::: TEXT PASSAGE :::

As previously announced by Alexandre Montague, the new chief executive of Hoya Vision Care, in an interview with us, eyeglass lenses’ revenues of the Japanese group Hoya have bounced back to pre-Covid levels. In the presentation of its results for the second quarter ended on Sept. 30, the company reported a year-on-year 1 percent decrease in lenses’ sales, after a 42 percent year-on-year decline in the previous quarter.
Hoya does not provide the regional breakdown of its revenues but commented that sales in Europe progressed at high growth rates in the quarter, particularly with suburban independent opticians. China was also singled out as a dynamic region. The group expects to register a net growth in lenses’ revenues in the third quarter, based on a 6 to 7 percent increase in volumes sold until Oct. 17, but remains cautious of a possible second wave of Covid-related lockdowns.
However, quarterly sales for the Health Care segment, which also includes the Japanese Eyecity retail chain of contact lenses, declined by 10 percent year-on-year to 68.2 billion yen (€552.3m-$653.2m), both on reported and constant currency terms. The decrease in the segment revenues is entirely attributable to the contact lens’ business whose revenues dropped by 25 percent year-on-year, as last year’s sales had been artificially boosted by anticipated consumers’ purchases before a hike in Japan’s value-added tax. However, Hoya also said that, neutralizing the tax hike effect, the market was shrinking by 7-8 percent as consumers tend to wear their contact lenses less often because of the generalization of teleworking.
In the larger Life Care segment, which comprises medical tools such as endoscopes on top of eyeglass lenses and contact lenses, year-on-year quarterly revenues went down by 10 percent to ¥ 90.1 billion (€729.6m-$862.8m). However, Hoya managed to improve the profitability in the segment, with an operating margin of 23.5 percent in the quarter, representing a 1.9 percentage point hike from the same quarter last year. As another reference point, the company had reported a 14.9 percent operating margin in the previous quarter.
This improvement in profitability on lower revenues’ figures results from a 8.7 percent drop in total quarterly expenses at group level, with significant drops in purchase of raw materials and consumables, as well as advertising and promotion expenses. The company also explained that the product mix improved in the quarter as the recovery in the lenses’ segment was driven by independent opticians in Europe who pushed sales of higher range products.
As a group, and including the Electronics and Imaging businesses, Hoya reported a 9 percent year-on-year decline in quarterly revenues, down to ¥ 140.3 billion (€1.14bn-$1.34bn) this year from ¥ 154.1 billion in 2019. Operating profit from ordinary activities declined by 4 percent to ¥ 43.3 billion (€350.6m-$414.6m) and net profit decreased by 9 percent to ¥ 31.8 billion (€257.5m-$304.5m).
Commenting on its results, Hoya further noted that it booked a ¥ 3.1 billion (€25.1m-$29.7m) impairment loss linked to delays in clinical trials and the impact of Covid on a previously acquired, but unidentified, overseas’ subsidiary. Separately, the group announced that, thanks to an improved visibility, it is launching a share buyback program until January next year. The group will acquire a maximum of 4 million of its own shares for a maximum ¥ 40 billion(€323.9m-$383.0m), and the repurchased shares will be cancelled.

::: LISTED ENTRIES :::

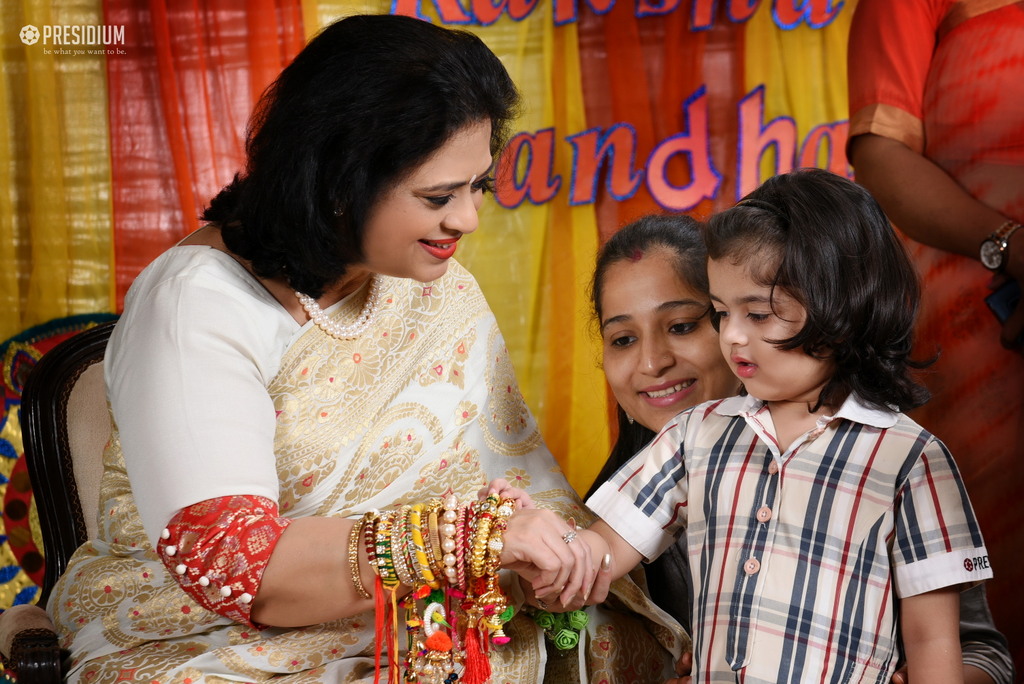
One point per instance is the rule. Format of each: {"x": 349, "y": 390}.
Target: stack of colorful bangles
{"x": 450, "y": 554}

:::
::: LISTED ENTRIES :::

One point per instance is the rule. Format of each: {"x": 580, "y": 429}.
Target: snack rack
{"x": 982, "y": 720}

:::
::: LISTED ENTRIES :::

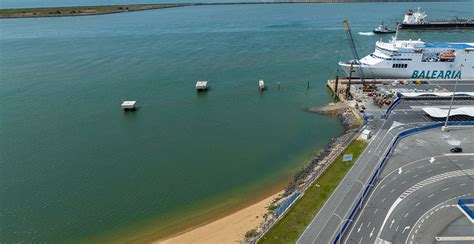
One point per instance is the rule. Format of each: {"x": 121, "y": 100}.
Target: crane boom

:::

## DIRECTIONS
- a) In the Hoya results article, what operating margin did the Life Care segment post in the quarter?
- b) In the Hoya results article, swap "net profit" for "net income" and write out the passage between "As a group, and" and "31.8 billion (€257.5m-$304.5m).", inclusive.

## SOLVED PROBLEMS
- a) 23.5 percent

- b)
As a group, and including the Electronics and Imaging businesses, Hoya reported a 9 percent year-on-year decline in quarterly revenues, down to ¥ 140.3 billion (€1.14bn-$1.34bn) this year from ¥ 154.1 billion in 2019. Operating profit from ordinary activities declined by 4 percent to ¥ 43.3 billion (€350.6m-$414.6m) and net income decreased by 9 percent to ¥ 31.8 billion (€257.5m-$304.5m).